_STATED GOAL 1_
Put the lines of the entries below into a JSON list of strings, one string per line. Begin at the start of the entries and go through the line containing "MULTIPOLYGON (((557 182, 555", skip blank lines, and omit the pictures.

_PAGE EXCERPT_
= = = = =
# lens gallery could be easier to browse



## ScottyP (Oct 5, 2013)

Hi guys,

I like the lens gallery, but it is frustrating to look through it. Even if you sort the topics by title, the lenses are out of order because the titles are not standardized. It would be easier to find what you are looking for if the titles could be all rewritten in the same format so lenses would be in a predictable manufacturer and mm length order when sorted alphabetically. I don't know if that would really do it though, because of the way zoom lens lengths contain 2 values. 

Way better still would be to just have more columns with sort-by headers. Currently you have subject, original poster, last activity. it would be very useful to add: Manufacturer. Zoom or prime. Focal length. That would really make it nice and easy to use if you could click on one of these at the top of the column and have the list sort itself on that criterion. 

Also, is the site capable of displaying more posts at once ( or all of them at once)? That would keep you from having to flip through pages, and would instead make it a much more easily-scanned single list. 

I really appreciate the site, and thanks for the work you guys do. 
Thanks.


----------



## polarhannes (Oct 5, 2013)

ScottyP said:


> Also, is the site capable of displaying more posts at once ( or all of them at once)? That would keep you from having to flip through pages, and would instead make it a much more easily-scanned single list.



Yes, you can set that up in your personal user profile. "Profile" / "Look and layout" / "Messages to display per page"


----------



## ScottyP (Oct 5, 2013)
= = = = =
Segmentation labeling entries
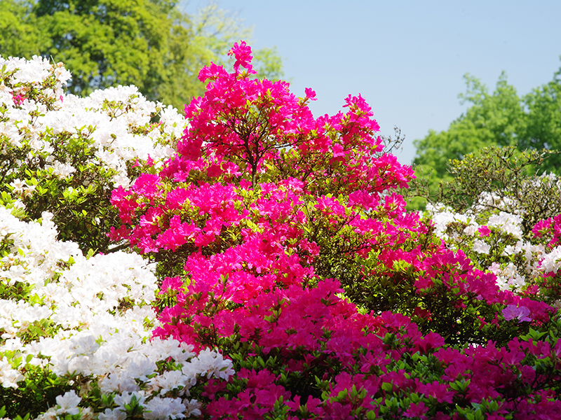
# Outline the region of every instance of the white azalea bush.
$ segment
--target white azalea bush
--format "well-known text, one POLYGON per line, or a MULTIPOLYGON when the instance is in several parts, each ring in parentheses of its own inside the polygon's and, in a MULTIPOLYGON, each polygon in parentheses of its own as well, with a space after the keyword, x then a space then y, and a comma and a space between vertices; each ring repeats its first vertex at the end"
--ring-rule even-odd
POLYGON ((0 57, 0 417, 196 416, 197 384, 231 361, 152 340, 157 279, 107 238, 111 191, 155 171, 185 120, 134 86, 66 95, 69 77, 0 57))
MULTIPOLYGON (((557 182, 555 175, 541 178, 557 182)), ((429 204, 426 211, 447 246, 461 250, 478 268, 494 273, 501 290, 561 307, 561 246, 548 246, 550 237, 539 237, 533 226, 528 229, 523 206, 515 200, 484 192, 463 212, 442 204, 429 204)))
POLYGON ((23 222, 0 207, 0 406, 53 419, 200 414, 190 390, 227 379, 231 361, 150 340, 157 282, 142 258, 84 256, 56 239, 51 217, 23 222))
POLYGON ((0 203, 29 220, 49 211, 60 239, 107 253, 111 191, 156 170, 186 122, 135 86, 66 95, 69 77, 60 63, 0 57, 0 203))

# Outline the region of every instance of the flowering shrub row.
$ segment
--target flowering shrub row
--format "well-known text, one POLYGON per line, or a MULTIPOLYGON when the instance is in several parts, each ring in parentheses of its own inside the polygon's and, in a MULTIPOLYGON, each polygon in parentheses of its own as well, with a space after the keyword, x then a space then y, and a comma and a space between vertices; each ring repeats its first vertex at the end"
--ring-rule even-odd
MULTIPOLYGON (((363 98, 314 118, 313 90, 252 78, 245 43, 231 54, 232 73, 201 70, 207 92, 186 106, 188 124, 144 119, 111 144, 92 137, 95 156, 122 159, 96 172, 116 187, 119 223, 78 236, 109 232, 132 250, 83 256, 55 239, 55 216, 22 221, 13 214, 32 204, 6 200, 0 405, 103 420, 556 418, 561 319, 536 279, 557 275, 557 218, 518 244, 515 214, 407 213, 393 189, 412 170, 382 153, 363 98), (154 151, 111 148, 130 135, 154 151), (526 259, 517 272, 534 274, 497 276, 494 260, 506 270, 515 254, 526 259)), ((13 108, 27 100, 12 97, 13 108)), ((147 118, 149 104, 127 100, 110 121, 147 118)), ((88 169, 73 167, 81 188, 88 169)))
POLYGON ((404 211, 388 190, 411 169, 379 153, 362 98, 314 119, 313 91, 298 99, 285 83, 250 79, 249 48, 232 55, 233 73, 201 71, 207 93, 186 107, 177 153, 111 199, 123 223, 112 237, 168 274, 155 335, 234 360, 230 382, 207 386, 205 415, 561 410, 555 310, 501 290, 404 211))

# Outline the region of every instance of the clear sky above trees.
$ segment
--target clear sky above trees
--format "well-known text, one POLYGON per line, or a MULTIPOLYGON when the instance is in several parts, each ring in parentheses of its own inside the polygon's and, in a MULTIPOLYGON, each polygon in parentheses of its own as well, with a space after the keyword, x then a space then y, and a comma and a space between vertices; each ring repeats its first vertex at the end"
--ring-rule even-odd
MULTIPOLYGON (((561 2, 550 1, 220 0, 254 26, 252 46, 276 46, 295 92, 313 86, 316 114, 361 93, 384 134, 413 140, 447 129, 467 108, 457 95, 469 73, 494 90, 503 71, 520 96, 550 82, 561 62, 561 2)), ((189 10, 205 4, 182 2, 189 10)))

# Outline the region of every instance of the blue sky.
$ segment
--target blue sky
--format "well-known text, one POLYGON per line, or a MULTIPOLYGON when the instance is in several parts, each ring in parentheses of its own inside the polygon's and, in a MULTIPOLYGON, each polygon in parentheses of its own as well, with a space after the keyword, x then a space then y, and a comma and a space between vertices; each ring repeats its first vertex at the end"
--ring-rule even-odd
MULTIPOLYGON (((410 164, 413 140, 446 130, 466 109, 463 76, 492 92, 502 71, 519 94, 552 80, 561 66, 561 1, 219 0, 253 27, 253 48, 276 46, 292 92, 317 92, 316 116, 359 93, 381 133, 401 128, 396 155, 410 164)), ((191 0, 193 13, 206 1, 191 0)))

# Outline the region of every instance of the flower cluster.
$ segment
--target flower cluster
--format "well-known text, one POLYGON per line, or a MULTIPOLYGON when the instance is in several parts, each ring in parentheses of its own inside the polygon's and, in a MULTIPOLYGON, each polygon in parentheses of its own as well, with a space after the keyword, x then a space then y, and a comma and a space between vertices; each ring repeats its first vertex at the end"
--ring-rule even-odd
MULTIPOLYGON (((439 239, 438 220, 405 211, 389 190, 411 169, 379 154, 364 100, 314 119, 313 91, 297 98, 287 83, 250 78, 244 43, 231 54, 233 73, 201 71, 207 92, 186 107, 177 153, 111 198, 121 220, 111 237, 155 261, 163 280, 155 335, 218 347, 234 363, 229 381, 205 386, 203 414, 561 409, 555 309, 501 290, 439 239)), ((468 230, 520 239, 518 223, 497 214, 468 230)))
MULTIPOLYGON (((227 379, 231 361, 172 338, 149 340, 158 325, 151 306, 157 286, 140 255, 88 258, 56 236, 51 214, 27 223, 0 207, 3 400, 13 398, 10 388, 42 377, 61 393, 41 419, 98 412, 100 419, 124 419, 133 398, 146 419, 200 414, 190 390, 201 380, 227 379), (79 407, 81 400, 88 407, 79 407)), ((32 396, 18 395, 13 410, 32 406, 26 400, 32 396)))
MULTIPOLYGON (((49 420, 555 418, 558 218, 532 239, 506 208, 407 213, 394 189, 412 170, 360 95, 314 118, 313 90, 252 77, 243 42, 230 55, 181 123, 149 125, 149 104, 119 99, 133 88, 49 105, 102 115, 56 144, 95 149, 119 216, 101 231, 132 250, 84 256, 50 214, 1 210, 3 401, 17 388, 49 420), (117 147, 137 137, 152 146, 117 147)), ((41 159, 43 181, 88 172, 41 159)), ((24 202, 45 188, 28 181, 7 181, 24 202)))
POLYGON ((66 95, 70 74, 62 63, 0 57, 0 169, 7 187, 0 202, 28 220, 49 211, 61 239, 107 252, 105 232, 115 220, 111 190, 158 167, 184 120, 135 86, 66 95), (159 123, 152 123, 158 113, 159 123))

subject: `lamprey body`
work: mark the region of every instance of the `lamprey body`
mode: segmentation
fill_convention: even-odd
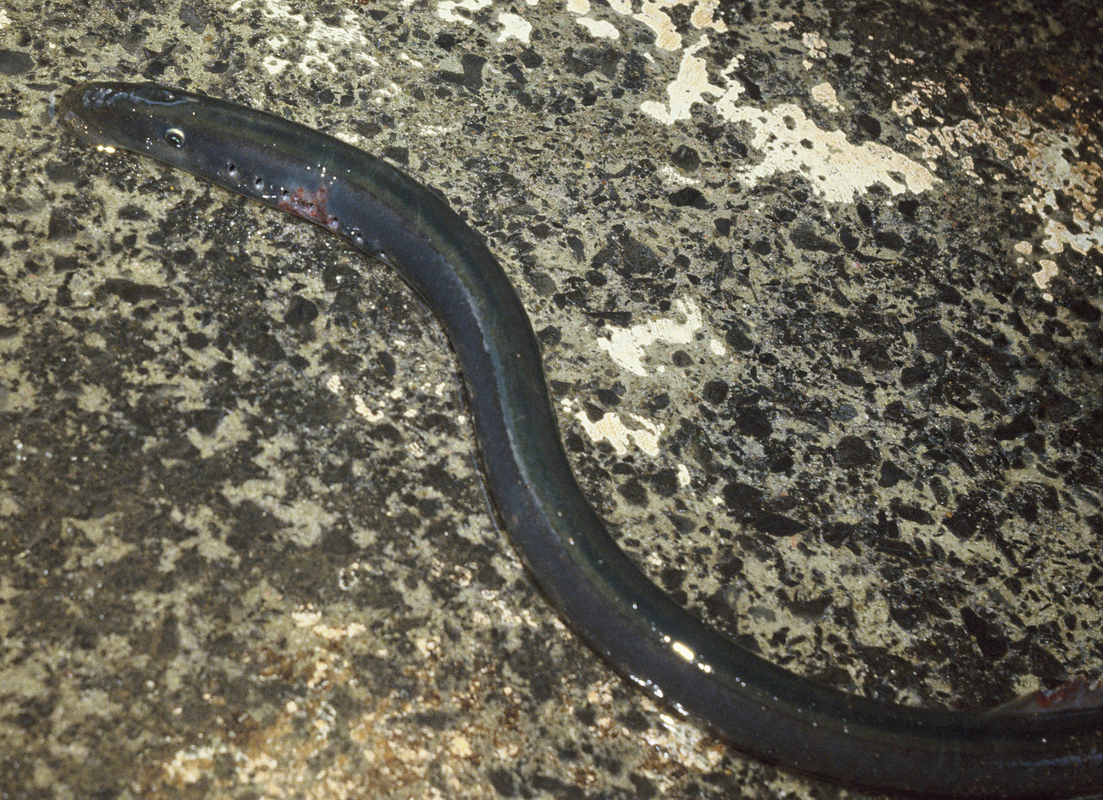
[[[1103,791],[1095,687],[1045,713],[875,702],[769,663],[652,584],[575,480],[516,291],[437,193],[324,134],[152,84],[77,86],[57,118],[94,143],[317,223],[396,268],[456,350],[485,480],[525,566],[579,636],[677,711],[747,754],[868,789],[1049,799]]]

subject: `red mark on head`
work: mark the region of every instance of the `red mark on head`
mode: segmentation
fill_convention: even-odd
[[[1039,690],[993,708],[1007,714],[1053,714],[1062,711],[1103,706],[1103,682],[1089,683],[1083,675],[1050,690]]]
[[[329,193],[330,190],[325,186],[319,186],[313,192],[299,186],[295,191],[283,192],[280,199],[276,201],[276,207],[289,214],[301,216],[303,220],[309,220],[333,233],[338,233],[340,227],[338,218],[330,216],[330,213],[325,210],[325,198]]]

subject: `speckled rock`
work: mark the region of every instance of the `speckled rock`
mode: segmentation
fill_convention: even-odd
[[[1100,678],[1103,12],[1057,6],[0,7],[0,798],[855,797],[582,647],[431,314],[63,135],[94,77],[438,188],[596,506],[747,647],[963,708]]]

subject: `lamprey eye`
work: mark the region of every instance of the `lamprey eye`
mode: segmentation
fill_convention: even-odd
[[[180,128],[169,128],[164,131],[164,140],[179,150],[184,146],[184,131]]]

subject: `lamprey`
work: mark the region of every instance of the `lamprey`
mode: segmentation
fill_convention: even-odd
= = = = =
_STATED GOAL 2_
In the forum thread about the lens gallery, which three columns does ScottyP suggest adding?

_REPLY 1_
[
  "# Outline the region of every instance of the white azalea bush.",
  "$ segment",
  "--target white azalea bush",
  "--format \"well-known text, one POLYGON per line, or a MULTIPOLYGON when the instance is in several parts, each ring in parentheses of its own inside the polygon's and, in a MULTIPOLYGON, each polygon in parentheses of its own as well, with a space after the keyword, x then a space then y, and a comma and a space between vertices; each ring repeats its first vertex at the end\"",
  "--ring-rule even-odd",
  "POLYGON ((0 57, 0 417, 196 416, 197 384, 231 361, 152 340, 157 279, 107 238, 111 191, 155 171, 185 120, 134 86, 66 95, 69 77, 0 57))",
  "MULTIPOLYGON (((557 182, 555 175, 541 178, 557 182)), ((429 204, 426 211, 447 246, 461 250, 478 268, 494 273, 501 290, 561 307, 561 246, 548 246, 550 237, 539 237, 533 226, 528 229, 523 206, 515 200, 484 192, 463 212, 442 204, 429 204)))"
]

_REPLY 2_
Manufacturer, zoom or prime, and focal length.